▶ [Passage provided]
^^^^^^^^
She gave me a prescription for it, and I called my sister to tell her how excited I was- ‘I’m going to be better in a Week!!’
When I went to the pharmacy to pick it up, the pharmacist pointed out some warnings that came along with it and I stuffed them into the bag and went home.
When I got home and read them, the first warning it has is about a potentially deadly rash that develops in 1 in 2500 people who take Lamictal.
“Two severe complications, Stevens-Johnson syndrome and toxic epidermal necrolysis, occur in only 0.04 percent of people or 1 in every 2,500 taking lamotrigine.”
“Left untreated, Stevens-Johnson can cause sight loss, burn-like damage to the skin and mucous membranes. It can also be fatal.”
“Toxic epidermal necrolysis is a severe reaction that can cause the skin to peel off. This can cause serious infections. The symptoms mimic those of severe burns. Even with early treatment, this disorder may be fatal in around 10 percent of people.”
The FDA also released a warning in 2018 about the potential for Lamictal to shut down your organs and kill you another way:
“The Food and Drug Administration (FDA) is warning that the medicine lamotrigine (Lamictal) for seizures and bipolar disorder can cause a rare but very serious reaction (hemophagocytic lymphohistiocytosis) that excessively activates the body’s infection-fighting immune system. This can cause severe inflammation throughout the body and lead to hospitalization and death, especially if the reaction is not diagnosed and treated quickly.”
I spent hours last night looking at stats, user reviews and experiences and medical articles on Lamictal/Lamotrigine.
I know that every pharmaceutical drug has its own risks, but skin peeling off until you die?!! Skin and eyes filling with puss until you’re blind?? Your whole body turning on itself and shutting down your organs one by one?
In a world of options- these sound Fucking Terrible.
Can you imagine, if in trying to be a mentally present mother for my daughter’s third birthday party, I took my chance on this wonder drug and ended up having my skin peel off in sheets and dying instead?
^^^^^^^^
▶ [Free-text descriptions of objects]
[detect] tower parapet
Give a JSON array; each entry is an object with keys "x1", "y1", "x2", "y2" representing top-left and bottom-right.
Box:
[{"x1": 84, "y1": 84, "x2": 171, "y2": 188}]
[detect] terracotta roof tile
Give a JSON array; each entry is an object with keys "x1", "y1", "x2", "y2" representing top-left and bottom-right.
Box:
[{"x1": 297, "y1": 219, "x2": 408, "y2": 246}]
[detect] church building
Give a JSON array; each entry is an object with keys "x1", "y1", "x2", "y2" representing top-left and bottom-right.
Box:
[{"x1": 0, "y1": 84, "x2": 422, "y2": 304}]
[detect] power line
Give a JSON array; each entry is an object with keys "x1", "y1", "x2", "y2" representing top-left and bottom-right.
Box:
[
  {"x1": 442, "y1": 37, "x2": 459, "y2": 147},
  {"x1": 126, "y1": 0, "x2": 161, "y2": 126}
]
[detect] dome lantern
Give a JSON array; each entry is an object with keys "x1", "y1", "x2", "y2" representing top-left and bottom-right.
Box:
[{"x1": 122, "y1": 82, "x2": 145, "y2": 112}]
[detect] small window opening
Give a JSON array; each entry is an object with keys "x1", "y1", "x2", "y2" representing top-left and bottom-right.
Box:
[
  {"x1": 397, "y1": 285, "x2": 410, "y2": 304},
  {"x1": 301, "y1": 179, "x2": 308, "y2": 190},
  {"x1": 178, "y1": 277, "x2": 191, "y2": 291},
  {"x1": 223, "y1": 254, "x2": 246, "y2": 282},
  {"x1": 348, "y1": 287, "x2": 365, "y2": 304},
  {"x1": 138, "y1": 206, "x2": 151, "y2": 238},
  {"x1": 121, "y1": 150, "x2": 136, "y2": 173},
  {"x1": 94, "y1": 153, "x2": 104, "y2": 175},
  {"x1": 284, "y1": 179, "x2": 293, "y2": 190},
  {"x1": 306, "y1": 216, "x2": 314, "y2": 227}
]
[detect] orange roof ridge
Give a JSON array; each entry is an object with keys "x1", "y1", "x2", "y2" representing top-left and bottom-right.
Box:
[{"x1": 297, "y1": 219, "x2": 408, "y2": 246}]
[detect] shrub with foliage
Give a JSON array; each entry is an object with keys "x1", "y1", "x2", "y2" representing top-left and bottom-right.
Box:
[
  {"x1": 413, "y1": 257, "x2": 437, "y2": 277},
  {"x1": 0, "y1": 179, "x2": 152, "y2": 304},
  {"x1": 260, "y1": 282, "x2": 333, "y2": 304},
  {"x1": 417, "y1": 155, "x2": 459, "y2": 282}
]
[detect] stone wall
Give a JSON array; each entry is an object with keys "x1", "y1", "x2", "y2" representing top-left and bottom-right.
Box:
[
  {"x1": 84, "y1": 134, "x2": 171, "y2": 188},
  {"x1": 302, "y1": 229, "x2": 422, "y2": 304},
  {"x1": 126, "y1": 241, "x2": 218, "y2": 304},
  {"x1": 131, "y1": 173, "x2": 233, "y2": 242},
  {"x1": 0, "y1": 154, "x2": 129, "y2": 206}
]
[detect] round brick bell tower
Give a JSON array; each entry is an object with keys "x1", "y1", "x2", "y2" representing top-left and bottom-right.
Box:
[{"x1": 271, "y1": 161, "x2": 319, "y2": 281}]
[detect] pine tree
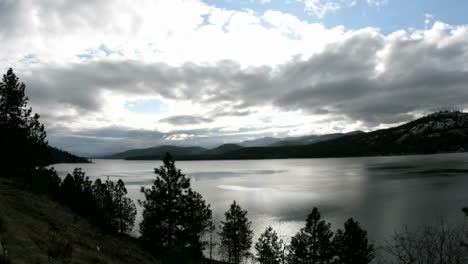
^^^^^^^^
▶ [Problem statement] Pick up the post about the Lamictal warnings after its last sentence and continue writing it.

▶ [Expected output]
Ryan was doing the research with me on his phone beside me and I just Burst into tears.
Here it is- 9 pm on a Wednesday night. Kids are in bed, dinner is cleaned up, and this is what we’re doing.
I wish I wasn’t like this. I wish I didn’t have this disorder. I wish I could just be normal. I wish Ryan could have a normal wife.
Other friends of mine have Lupus. Multiple Sclerosis. Cancer. And these are all Terrible. But I see so many of my loved ones sailing through these changes and navigating the turbulent waters with grace and calm. Their struggles are hard as hell- but they can set their mind as to how they will author their own journeys.
I Hate my illness because my ability to Choose how I feel about it is Exactly what my illness compromises.
I asked my psychiatrist about that yesterday too. I said ‘while I’m sick like this- should I be going to counselling? Should I be doing yoga and meditation? Is there stuff I Should be doing to get out of this faster?’
And she said ‘all of those things are Good for you- I won’t recommend Against any of them- but you have an Illness, Emily. Bipolar disorder is an illness that needs to be treated with the right medication.’
And today, while I sit in my housecoat, not speaking to anyone and not leaving the house, just waiting for my increased dose of lithium to work- I feel really futile. Like nothing I can personally do is going to make anything better and it’s a terrible feeling.
We made the decision last night to heed my doctor’s original advice- try the increased lithium for one more week, hope it does the trick by Wednesday the 9th, and only add that risky Lamictal drug next Wednesday if we have to.
I don’t have much more to say cuz I’m feeling pretty down in the dumps today, but please, if you have a moment, can you join me in hoping that the increased lithium is effective? And barring that- that if I have to start Lamictal, that the odds be in my favour?